▶ What the task requires: Quote the lines below verbatim, from the line containing "trim, it would be much appreciated." up to and including the line containing "112 79 L 112".

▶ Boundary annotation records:
-------

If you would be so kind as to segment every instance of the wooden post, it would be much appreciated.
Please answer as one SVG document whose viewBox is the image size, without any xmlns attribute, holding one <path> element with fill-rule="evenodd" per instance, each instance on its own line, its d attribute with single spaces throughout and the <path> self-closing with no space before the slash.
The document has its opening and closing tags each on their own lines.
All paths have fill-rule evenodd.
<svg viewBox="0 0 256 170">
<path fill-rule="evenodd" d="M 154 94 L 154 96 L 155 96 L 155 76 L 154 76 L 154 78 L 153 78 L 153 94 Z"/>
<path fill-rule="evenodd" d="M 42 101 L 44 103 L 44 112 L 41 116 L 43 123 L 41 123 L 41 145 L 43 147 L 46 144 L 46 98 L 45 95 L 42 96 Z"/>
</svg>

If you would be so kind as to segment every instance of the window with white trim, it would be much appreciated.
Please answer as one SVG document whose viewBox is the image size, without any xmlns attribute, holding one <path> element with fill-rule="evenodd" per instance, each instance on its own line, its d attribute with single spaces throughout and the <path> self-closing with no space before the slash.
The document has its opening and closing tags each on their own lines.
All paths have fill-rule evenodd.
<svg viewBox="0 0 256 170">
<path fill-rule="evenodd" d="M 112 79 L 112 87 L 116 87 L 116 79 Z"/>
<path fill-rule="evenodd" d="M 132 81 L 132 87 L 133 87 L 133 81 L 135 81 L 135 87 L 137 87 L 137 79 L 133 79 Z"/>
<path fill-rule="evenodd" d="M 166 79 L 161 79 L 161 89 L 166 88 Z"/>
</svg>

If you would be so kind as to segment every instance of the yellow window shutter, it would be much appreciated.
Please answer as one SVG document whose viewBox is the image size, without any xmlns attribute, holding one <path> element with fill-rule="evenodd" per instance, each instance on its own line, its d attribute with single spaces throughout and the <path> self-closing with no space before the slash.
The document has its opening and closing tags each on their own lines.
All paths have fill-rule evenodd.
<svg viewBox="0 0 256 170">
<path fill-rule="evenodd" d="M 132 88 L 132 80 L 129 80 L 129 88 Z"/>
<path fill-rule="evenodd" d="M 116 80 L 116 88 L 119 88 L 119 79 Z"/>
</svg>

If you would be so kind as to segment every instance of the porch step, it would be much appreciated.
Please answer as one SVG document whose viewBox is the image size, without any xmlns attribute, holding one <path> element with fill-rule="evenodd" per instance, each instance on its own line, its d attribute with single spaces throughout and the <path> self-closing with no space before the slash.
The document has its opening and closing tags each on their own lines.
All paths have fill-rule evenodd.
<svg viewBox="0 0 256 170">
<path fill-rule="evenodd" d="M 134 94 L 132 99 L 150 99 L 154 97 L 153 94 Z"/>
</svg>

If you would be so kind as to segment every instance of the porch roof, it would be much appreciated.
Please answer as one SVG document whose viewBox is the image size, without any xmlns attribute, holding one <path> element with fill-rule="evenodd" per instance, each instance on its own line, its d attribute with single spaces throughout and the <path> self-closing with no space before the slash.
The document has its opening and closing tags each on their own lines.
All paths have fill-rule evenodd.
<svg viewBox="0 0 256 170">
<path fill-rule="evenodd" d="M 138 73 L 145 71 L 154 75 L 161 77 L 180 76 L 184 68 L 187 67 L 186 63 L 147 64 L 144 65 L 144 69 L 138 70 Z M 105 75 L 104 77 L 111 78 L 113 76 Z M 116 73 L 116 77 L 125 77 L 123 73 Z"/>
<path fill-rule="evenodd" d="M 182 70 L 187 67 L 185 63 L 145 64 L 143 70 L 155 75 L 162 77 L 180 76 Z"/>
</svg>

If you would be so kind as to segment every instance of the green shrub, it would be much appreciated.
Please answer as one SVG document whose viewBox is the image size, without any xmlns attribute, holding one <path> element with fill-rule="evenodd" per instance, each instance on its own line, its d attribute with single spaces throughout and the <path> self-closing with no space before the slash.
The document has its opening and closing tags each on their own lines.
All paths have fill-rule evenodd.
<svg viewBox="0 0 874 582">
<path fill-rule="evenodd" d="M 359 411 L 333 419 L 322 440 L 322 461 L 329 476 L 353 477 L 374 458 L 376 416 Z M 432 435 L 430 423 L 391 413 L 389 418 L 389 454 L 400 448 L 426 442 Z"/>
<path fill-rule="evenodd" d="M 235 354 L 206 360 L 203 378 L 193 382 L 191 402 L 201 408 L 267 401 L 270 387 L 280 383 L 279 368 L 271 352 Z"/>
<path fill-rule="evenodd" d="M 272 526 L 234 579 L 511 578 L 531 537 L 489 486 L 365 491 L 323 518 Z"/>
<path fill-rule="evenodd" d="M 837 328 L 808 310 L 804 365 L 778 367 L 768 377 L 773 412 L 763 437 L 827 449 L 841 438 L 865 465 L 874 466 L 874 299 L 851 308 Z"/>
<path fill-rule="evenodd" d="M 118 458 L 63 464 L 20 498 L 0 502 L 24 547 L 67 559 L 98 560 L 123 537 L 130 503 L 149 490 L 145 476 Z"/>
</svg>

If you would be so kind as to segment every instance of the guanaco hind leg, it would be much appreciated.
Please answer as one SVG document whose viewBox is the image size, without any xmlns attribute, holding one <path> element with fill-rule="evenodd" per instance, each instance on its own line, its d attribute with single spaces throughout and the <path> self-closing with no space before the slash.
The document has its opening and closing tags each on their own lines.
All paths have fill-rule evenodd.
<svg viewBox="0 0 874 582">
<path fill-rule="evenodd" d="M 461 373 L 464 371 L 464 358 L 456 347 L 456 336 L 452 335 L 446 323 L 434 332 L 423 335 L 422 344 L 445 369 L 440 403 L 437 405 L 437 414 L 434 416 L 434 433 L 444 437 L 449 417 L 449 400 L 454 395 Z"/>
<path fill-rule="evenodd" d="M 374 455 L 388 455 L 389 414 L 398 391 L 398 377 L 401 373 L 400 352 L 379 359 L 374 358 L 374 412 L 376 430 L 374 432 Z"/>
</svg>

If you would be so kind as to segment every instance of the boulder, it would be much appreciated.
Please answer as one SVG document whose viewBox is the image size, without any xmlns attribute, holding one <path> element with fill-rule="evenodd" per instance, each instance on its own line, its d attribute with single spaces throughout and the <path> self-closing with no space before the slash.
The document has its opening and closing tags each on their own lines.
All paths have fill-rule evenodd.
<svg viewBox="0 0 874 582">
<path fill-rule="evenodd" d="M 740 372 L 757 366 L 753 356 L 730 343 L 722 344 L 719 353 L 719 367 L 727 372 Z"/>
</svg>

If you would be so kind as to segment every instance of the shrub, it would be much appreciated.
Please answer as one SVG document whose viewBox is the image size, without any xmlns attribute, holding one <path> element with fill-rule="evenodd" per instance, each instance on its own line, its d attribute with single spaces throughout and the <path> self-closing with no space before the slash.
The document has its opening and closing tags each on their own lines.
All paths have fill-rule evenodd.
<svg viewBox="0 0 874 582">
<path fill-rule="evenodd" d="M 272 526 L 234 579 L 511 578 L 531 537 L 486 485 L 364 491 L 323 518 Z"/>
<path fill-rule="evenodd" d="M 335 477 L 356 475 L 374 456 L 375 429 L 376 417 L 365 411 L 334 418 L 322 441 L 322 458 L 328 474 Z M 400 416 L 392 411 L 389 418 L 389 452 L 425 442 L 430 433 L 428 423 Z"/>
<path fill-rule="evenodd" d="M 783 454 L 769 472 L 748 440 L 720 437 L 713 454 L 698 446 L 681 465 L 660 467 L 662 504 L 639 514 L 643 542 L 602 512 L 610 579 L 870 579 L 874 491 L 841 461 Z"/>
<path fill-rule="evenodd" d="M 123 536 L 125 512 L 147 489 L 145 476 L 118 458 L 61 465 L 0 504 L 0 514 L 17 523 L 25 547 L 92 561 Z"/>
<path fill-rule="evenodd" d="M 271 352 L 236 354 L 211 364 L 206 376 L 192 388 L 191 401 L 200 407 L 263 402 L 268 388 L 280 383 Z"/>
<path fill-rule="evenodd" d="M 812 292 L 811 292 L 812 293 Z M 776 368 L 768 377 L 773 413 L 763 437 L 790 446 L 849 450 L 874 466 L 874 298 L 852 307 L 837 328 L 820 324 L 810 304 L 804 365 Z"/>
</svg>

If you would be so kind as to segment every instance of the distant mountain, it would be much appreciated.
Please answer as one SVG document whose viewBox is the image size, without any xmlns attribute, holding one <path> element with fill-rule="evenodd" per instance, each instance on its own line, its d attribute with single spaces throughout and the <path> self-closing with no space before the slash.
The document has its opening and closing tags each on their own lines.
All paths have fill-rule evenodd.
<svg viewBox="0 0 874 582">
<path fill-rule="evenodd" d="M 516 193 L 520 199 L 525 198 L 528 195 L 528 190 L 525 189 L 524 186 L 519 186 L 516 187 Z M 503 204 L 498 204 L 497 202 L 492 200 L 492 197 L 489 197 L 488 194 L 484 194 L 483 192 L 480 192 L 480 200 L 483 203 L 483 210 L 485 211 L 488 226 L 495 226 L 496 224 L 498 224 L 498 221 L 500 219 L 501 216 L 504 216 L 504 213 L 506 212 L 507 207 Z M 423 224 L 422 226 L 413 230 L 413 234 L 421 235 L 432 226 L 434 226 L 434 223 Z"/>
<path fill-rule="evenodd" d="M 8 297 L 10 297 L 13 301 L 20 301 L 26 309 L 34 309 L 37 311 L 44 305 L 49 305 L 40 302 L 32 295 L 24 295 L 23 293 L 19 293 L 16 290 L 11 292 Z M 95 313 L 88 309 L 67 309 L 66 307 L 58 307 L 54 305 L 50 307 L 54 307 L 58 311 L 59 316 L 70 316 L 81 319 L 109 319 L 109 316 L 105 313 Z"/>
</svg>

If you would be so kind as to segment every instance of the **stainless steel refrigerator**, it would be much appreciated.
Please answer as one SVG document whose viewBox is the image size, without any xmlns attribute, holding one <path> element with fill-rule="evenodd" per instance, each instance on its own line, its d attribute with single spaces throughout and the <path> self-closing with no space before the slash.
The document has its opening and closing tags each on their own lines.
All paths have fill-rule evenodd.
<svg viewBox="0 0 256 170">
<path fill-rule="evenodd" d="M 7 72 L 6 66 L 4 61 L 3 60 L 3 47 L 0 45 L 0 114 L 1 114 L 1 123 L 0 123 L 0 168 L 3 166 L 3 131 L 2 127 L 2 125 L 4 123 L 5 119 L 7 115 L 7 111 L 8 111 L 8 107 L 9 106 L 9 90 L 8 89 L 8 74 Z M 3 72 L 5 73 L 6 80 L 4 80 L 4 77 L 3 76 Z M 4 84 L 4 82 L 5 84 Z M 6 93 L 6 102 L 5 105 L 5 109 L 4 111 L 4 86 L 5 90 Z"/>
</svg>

-------

▶ Exercise answer:
If you would be so kind as to segment every instance of the window with white trim, it would be much appreciated.
Please answer as one SVG document whose viewBox is the image size, without any xmlns attribute, holding one <path> element with fill-rule="evenodd" per instance, each instance on its own line, its d attribute with single spaces throughout and the <path> self-closing with no space before the slash.
The document has its opening and closing tags each on their own lines.
All paths have fill-rule evenodd.
<svg viewBox="0 0 256 170">
<path fill-rule="evenodd" d="M 112 79 L 112 87 L 116 87 L 116 79 Z"/>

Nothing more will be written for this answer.